• **Document passage**
TRAVEL HUNT HOLDINGS, INC.
122 Ocean Park Boulevard, Suite 307
Santa Monica, CA 90405
Tel: (310) 396-1691
INFORMATION STATEMENT
PURSUANT TO
SECTION 14(f) OF THE SECURITIES EXCHANGE
ACT OF 1934 AND RULE 14f-1 THEREUNDER
INTRODUCTION
This Information Statement is being mailed on or about May 16, 2007 to the holders of record at the close of business April 26, 2007 (the “Record Date”) of common stock, par value $0.001 per share (“Common Stock”) of Travel Hunt Holdings, Inc., a Florida corporation (the “Company”), in connection with the change of control and composition of the Board of Directors of the Company (the “Board of Directors”) as contemplated by the Stock Purchase Agreement, dated as of April 26, 2007 (“Stock Purchase Agreement”), by and among the Company, Nancy Reynolds (the “Seller”), Fountainhead Capital Management, Ltd. and La Pergola Investments Ltd. (collectively, the “Purchasers”). The transactions contemplated by the Stock Purchase Agreement were consummated on April 26, 2007 (the “Closing Date”).
This Information Statement is being furnished pursuant to Section 14(f) of the Securities Exchange Act of 1934 (the “Exchange Act”) and Rule 14f-1 promulgated thereunder. This Information Statement is being provided solely for informational purposes and not in connection with a vote of the Company’s shareholders.
A copy of the Stock Purchase Agreement was filed with the Securities and Exchange Commission (“SEC”) as an exhibit to a Current Report on Form 8-K on May 2, 2007.
WE ARE NOT SOLICITING YOUR PROXY. NO VOTE OR OTHER ACTION BY THE COMPANY’S SHAREHOLDERS IS REQUIRED IN RESPONSE TO THIS INFORMATION STATEMENT.

• **Material provided**
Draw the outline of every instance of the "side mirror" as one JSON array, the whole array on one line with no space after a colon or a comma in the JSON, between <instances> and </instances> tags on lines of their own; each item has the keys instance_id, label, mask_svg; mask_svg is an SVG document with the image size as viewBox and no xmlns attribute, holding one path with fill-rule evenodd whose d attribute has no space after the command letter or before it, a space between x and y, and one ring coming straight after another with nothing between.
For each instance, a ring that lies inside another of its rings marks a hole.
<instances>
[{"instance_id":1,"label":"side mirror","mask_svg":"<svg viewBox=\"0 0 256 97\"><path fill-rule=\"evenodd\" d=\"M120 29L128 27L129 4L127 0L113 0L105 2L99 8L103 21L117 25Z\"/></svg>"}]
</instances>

• **Written task**
From the information statement above, extract the passage between "This Information Statement is being furnished" and "May 2, 2007.", inclusive.

• **Output for this exercise**
This Information Statement is being furnished pursuant to Section 14(f) of the Securities Exchange Act of 1934 (the “Exchange Act”) and Rule 14f-1 promulgated thereunder. This Information Statement is being provided solely for informational purposes and not in connection with a vote of the Company’s shareholders.
A copy of the Stock Purchase Agreement was filed with the Securities and Exchange Commission (“SEC”) as an exhibit to a Current Report on Form 8-K on May 2, 2007.